Prompt
Reproduce the records below exactly as given.

Record set
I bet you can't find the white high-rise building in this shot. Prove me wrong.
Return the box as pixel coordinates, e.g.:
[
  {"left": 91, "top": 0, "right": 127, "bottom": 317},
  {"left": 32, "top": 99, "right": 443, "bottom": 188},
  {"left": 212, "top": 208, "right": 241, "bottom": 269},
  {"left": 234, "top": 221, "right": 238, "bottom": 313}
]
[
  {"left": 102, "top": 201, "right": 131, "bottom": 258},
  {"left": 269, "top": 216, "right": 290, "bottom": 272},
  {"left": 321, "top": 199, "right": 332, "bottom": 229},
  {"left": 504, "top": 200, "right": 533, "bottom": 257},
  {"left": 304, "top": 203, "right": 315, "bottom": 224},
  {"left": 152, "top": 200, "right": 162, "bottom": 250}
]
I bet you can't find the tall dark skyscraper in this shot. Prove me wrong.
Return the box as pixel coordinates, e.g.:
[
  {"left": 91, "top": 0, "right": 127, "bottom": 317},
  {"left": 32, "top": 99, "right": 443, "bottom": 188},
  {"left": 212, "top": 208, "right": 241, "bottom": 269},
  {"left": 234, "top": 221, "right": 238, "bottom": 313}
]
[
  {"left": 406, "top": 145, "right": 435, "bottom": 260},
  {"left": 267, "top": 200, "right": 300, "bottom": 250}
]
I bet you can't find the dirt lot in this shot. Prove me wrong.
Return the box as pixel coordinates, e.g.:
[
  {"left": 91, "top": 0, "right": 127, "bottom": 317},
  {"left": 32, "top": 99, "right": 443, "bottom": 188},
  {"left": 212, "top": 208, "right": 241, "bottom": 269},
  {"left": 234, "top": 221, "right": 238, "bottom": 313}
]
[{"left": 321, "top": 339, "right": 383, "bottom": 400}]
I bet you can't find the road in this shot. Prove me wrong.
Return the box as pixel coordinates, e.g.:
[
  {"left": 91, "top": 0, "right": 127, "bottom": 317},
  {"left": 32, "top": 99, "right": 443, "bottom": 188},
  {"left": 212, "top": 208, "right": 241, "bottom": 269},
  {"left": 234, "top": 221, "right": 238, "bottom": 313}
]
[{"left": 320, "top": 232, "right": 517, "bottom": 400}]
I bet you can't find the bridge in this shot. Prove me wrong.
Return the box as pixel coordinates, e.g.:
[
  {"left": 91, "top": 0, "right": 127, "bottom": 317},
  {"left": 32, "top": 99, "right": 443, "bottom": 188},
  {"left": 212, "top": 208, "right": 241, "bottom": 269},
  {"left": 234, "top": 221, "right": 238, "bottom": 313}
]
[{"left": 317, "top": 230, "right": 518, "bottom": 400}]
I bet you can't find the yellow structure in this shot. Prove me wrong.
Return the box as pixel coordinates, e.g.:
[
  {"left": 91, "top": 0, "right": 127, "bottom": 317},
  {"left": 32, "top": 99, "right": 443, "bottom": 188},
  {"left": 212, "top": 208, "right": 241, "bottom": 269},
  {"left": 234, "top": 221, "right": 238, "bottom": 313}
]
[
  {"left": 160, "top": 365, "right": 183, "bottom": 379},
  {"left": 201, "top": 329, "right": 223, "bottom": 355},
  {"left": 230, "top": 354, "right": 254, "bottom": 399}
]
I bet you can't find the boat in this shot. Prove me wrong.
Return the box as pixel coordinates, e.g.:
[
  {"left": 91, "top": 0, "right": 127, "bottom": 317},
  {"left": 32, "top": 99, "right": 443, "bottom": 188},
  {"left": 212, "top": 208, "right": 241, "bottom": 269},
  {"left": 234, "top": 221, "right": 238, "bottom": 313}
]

Full response
I bet you can't find the white high-rise building in this shot. Prove me wrong.
Return the box as pixel coordinates, e.g.:
[
  {"left": 91, "top": 0, "right": 127, "bottom": 317},
  {"left": 32, "top": 99, "right": 443, "bottom": 188},
  {"left": 212, "top": 208, "right": 241, "bottom": 269},
  {"left": 234, "top": 221, "right": 238, "bottom": 313}
]
[
  {"left": 102, "top": 201, "right": 131, "bottom": 258},
  {"left": 269, "top": 216, "right": 290, "bottom": 272},
  {"left": 321, "top": 199, "right": 332, "bottom": 229},
  {"left": 504, "top": 200, "right": 533, "bottom": 257},
  {"left": 304, "top": 203, "right": 315, "bottom": 224},
  {"left": 152, "top": 200, "right": 162, "bottom": 250}
]
I bet you can't find the tall dark skyscraper in this shot. Prove me wrong.
Return the box as pixel coordinates, e.g.:
[
  {"left": 91, "top": 0, "right": 127, "bottom": 317},
  {"left": 32, "top": 99, "right": 443, "bottom": 188},
  {"left": 212, "top": 208, "right": 241, "bottom": 269},
  {"left": 234, "top": 221, "right": 238, "bottom": 313}
]
[
  {"left": 406, "top": 145, "right": 435, "bottom": 260},
  {"left": 267, "top": 200, "right": 300, "bottom": 250}
]
I bet you can't find the dirt lot in this shot. Prove me wrong.
Return the box as pixel coordinates, e.g.:
[
  {"left": 91, "top": 0, "right": 127, "bottom": 317},
  {"left": 32, "top": 99, "right": 443, "bottom": 188},
  {"left": 212, "top": 208, "right": 241, "bottom": 269},
  {"left": 234, "top": 221, "right": 238, "bottom": 313}
]
[{"left": 321, "top": 339, "right": 383, "bottom": 400}]
I bet you can't find the road in this shot. Prove me wrong.
Return the box as pixel coordinates, e.g.:
[
  {"left": 91, "top": 0, "right": 127, "bottom": 317},
  {"left": 32, "top": 99, "right": 443, "bottom": 188},
  {"left": 212, "top": 208, "right": 241, "bottom": 269},
  {"left": 234, "top": 221, "right": 238, "bottom": 313}
]
[{"left": 320, "top": 232, "right": 517, "bottom": 400}]
I bet you can't find the bridge in this shot. Prove me wrong.
Return the box as pixel coordinates, e.g.:
[
  {"left": 91, "top": 0, "right": 127, "bottom": 317},
  {"left": 32, "top": 99, "right": 443, "bottom": 188},
  {"left": 212, "top": 208, "right": 241, "bottom": 269},
  {"left": 234, "top": 221, "right": 238, "bottom": 313}
]
[{"left": 317, "top": 230, "right": 518, "bottom": 400}]
I bet you can't find the yellow structure in this shot. Prove me wrong.
Return the box as pixel coordinates, e.g.:
[
  {"left": 91, "top": 0, "right": 127, "bottom": 317},
  {"left": 32, "top": 99, "right": 443, "bottom": 188},
  {"left": 212, "top": 208, "right": 241, "bottom": 269},
  {"left": 234, "top": 221, "right": 238, "bottom": 313}
]
[
  {"left": 160, "top": 365, "right": 183, "bottom": 379},
  {"left": 201, "top": 329, "right": 223, "bottom": 355},
  {"left": 230, "top": 354, "right": 254, "bottom": 399}
]
I bet you can't find the boat in this shot. Prove me wrong.
Return the box as pixel coordinates, e.g.:
[
  {"left": 91, "top": 0, "right": 127, "bottom": 317},
  {"left": 32, "top": 99, "right": 443, "bottom": 188},
  {"left": 212, "top": 208, "right": 241, "bottom": 269},
  {"left": 234, "top": 221, "right": 238, "bottom": 313}
]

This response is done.